++++ THE RECORDS ++++

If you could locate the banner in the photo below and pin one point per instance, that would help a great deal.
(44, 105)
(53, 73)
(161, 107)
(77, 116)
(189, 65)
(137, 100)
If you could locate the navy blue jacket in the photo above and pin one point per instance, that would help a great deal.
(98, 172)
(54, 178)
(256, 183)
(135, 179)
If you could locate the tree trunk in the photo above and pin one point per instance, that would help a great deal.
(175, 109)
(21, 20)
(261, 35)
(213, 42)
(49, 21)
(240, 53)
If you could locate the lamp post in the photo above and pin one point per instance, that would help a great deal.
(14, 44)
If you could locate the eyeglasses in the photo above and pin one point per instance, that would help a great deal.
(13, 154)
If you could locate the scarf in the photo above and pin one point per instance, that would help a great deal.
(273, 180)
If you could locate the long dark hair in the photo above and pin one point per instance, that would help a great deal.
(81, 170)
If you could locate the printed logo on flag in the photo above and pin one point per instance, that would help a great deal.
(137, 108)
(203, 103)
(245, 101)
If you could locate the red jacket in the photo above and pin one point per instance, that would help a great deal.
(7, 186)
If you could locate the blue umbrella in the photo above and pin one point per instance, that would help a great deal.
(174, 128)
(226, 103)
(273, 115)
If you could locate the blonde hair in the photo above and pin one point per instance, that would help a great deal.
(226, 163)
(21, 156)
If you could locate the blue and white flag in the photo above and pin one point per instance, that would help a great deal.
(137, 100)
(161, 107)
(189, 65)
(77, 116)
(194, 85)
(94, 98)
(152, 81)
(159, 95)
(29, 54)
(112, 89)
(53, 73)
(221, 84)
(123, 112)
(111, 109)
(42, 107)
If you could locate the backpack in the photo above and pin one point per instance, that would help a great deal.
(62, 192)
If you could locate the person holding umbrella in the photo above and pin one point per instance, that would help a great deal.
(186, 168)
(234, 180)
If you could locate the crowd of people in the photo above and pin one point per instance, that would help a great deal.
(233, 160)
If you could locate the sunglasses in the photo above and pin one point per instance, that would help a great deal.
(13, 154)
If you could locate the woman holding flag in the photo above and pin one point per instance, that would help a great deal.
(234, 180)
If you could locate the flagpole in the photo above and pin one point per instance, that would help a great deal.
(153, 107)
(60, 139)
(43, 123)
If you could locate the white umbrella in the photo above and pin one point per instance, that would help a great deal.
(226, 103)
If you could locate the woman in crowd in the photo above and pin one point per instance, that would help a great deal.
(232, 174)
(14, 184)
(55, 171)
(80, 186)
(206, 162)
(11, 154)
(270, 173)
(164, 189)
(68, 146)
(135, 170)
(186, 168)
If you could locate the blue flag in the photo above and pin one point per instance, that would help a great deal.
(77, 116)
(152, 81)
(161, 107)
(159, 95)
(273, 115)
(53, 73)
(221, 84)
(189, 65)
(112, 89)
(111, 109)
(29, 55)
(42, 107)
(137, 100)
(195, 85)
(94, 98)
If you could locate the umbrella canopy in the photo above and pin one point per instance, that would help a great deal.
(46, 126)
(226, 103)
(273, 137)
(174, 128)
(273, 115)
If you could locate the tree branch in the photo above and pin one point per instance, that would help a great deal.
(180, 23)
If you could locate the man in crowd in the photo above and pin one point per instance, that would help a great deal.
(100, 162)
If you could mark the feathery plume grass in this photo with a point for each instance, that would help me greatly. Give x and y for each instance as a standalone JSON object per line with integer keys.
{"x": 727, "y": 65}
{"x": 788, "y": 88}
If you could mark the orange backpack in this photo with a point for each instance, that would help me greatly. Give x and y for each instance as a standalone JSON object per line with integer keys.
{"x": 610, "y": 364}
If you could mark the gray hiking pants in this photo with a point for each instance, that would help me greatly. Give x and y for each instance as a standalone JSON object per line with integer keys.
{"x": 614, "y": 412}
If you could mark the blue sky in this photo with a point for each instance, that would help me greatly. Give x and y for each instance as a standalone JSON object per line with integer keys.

++++

## [GIVEN TASK]
Rewrite every entry above with "instance" replaced by "occurrence", leaving everything else unchanged.

## [SOLVED PROBLEM]
If you could locate the banner in the photo below and pin one point per occurrence, that would help a great deal.
(44, 105)
(53, 73)
(161, 107)
(77, 116)
(189, 65)
(137, 100)
If you could locate the navy blue jacket in the photo above and pin one point per occurrence, that would help a great deal.
(98, 172)
(54, 178)
(256, 183)
(135, 179)
If you could locate the tree trunk in the photo above and pin one point per occurrence, that would help a great deal.
(175, 109)
(21, 20)
(261, 35)
(213, 42)
(49, 21)
(240, 53)
If you could locate the lamp post in the photo above and pin one point per occurrence, that would help a great deal.
(14, 44)
If you could locate the eyeglasses in the photo above and pin one point per occurrence, that would help a great deal.
(13, 154)
If you could locate the scarf in the photo above and pin one point per occurrence, that would help a great deal.
(273, 180)
If you could locate the long dark hair in the photo above and pin one point per occurrence, that would help a great deal.
(81, 170)
If you could locate the printed logo on flag in the photo above and pin one point per occurrence, that would help a great deal.
(137, 108)
(203, 103)
(245, 101)
If you could locate the red jacket in the photo above and pin one point per occurrence, that would help a great deal.
(7, 186)
If you could locate the blue umbrella in the photo above and pin one point per occurrence, that would help a great deal.
(174, 128)
(226, 103)
(273, 115)
If you could locate the blonde hair in the photo above and pin one point per occurrence, that would help a great deal.
(226, 163)
(21, 156)
If you could locate the blue and white flag in the photo above and pin one point per occurrence, that would help a great deal.
(137, 100)
(161, 107)
(189, 65)
(77, 116)
(194, 85)
(94, 98)
(152, 81)
(159, 95)
(29, 54)
(112, 89)
(53, 73)
(221, 84)
(123, 112)
(111, 109)
(42, 107)
If you could locate the backpack in the photo above and pin one point per occurrence, that would help a great deal.
(62, 192)
If you could locate the person holding umbrella in the photo above and pin one point per occurrence, that would help a great deal.
(186, 168)
(234, 180)
If you could locate the crowd of people in the photo above and pin one point per occurrence, that would help a great deal.
(233, 160)
If you could locate the sunglasses in the photo above and pin one point per occurrence, that would help a great deal.
(13, 154)
If you could locate the woman holding flag in the photo above and pin one point per occurrence, that would help a great deal.
(234, 180)
If you could locate the flagpole in the photo above and pin one point per occurrence, that would help a great deal.
(153, 107)
(60, 139)
(43, 123)
If you could locate the white umbrella in the photo above and pin one point per occurrence, that would help a great deal.
(226, 103)
If you could locate the woman in crowd in the photo above and pin one point per occurrence, that would help a great deal.
(232, 174)
(14, 184)
(55, 171)
(80, 186)
(206, 162)
(11, 154)
(270, 173)
(164, 189)
(68, 146)
(135, 170)
(186, 168)
If you could locate the blue flag in the photo above and pin one point per occurrence, that would help a great deal.
(77, 116)
(152, 81)
(161, 107)
(159, 95)
(273, 115)
(53, 73)
(221, 84)
(189, 65)
(112, 89)
(111, 109)
(29, 55)
(42, 107)
(137, 100)
(195, 85)
(94, 98)
If you could locate the umbrella canopy in the photo above and pin one point per occurrence, that would help a great deal.
(46, 126)
(226, 103)
(273, 137)
(174, 128)
(273, 115)
If you could locate the tree branch in the photo above and pin one point per occurrence, that would help a great deal.
(180, 23)
If you could locate the man in crowd in the photo above and pin one point per occurrence, that would help a great deal.
(100, 162)
If you could mark the feathery plume grass in this photo with a point for each occurrence, that would help me greatly. Give x and y for each occurrence as a standalone JSON object per line with integer keys.
{"x": 727, "y": 65}
{"x": 788, "y": 88}
If you could mark the orange backpack in this photo with a point for each occurrence, that would help me greatly. Give x and y for each occurrence as a standalone JSON object per line with integer keys.
{"x": 610, "y": 364}
If you could mark the gray hiking pants in this photo with a point for each occurrence, that would help me greatly. Give x and y for each occurrence as a standalone JSON object per line with integer keys.
{"x": 614, "y": 412}
If you could mark the blue sky in this photo with a point for each occurrence, that would help me greatly. Give x and y for each occurrence as a standalone JSON object per line with integer keys.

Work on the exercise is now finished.